**EXCERPT PROVIDED**.

Closed jagrg closed 5 years ago

jagrg commented 6 years ago

In citeproc-locale-getter-from-dir you hard code locales-en-US.xml. What are your thoughts for changing locale? How about adding a variable where users can set a different file, and fallback to locales-en-US.xml in case the variable is nil? It would also be nice to use #+CSL_LOCALE: /path/to/csl_locale_file to specify locale (and style) in-file. WDYT?

andras-simonyi commented 6 years ago

At least in theory, the en-US locale is not hard-coded at all -- if the language setting of the Org document is different and the variable citeproc-org-locales-dir is set to a directory containing a corresponding CSL locale then citeproc-org should try to use the CSL locale in question (see the readme). Have you experienced something not in line with this? (It's best to test with the default Chicago style, because other styles may have their built-in default locale settings which are not overridden.)

jagrg commented 6 years ago

I see, so we have to clone the official locales repo, add it to citeproc-org-locales-dir, and add #+LANGUAGE: to the Org document. Makes sense. Thanks for the explanation. I'll keep testing as I move forward but for now it works fine with the Chicago style.

andras-simonyi commented 6 years ago

Exactly! As I have mentioned above an ugly complication with CSL locales is that CSL styles can have their own default locale settings (fortunately, the Chicago style doesn't have one). You can still force the use of a different locale (citeproc-create has a force-loc parameter), but I didn't want to make this the default setting, so the #+LANGUAGE: option has no effect in the case of these styles.

jagrg commented 6 years ago

What's the problem with forcing the locale, and how do we do it?

**DATASET ROWS**.
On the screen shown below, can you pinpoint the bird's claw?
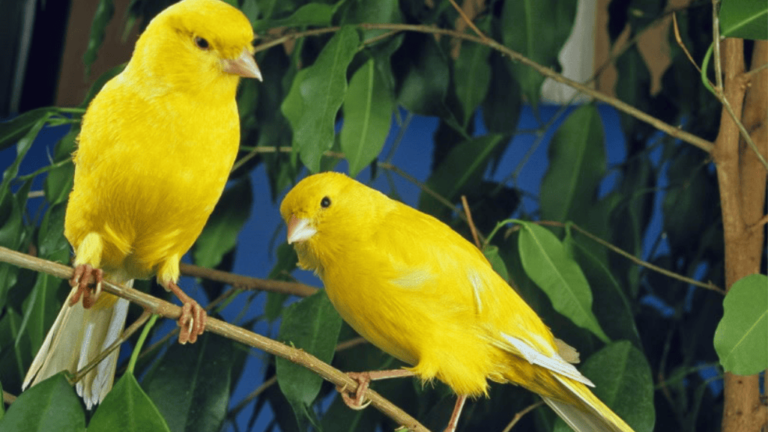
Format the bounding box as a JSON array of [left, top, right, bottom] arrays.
[[178, 299, 208, 345], [336, 372, 371, 411], [69, 264, 104, 309]]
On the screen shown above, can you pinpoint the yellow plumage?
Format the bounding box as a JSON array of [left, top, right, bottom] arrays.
[[25, 0, 261, 408], [280, 173, 632, 432]]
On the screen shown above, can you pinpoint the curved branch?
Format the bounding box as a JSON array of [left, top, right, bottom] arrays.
[[256, 23, 714, 153], [0, 247, 429, 432]]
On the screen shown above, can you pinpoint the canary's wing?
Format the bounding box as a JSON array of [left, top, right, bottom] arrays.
[[370, 205, 594, 386]]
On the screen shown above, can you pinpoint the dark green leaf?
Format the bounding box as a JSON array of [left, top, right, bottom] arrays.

**REQUIRED WORK**.
1 – Answer these questions using the citeproc-org thread above:
(a) Which file does jagrg say is hard coded in citeproc-locale-getter-from-dir?
(b) Which style does andras-simonyi suggest testing with?
(c) Which citeproc-create parameter can force the use of a different locale?
2 – Translate this sentence from the citeproc-org thread into Spanish: "I'll keep testing as I move forward but for now it works fine with the Chicago style."
3 – Reproduce the citeproc-org thread word for word, beginning at the words "At least in" and stopping after "the Chicago style.".

**COMPLETE ANSWERS**.
1 –
(a) locales-en-US.xml
(b) The default Chicago style
(c) force-loc

2 – Seguiré probando a medida que avance, pero por ahora funciona bien con el estilo Chicago.

3 –
At least in theory, the en-US locale is not hard-coded at all -- if the language setting of the Org document is different and the variable citeproc-org-locales-dir is set to a directory containing a corresponding CSL locale then citeproc-org should try to use the CSL locale in question (see the readme). Have you experienced something not in line with this? (It's best to test with the default Chicago style, because other styles may have their built-in default locale settings which are not overridden.)

jagrg commented 6 years ago

I see, so we have to clone the official locales repo, add it to citeproc-org-locales-dir, and add #+LANGUAGE: to the Org document. Makes sense. Thanks for the explanation. I'll keep testing as I move forward but for now it works fine with the Chicago style.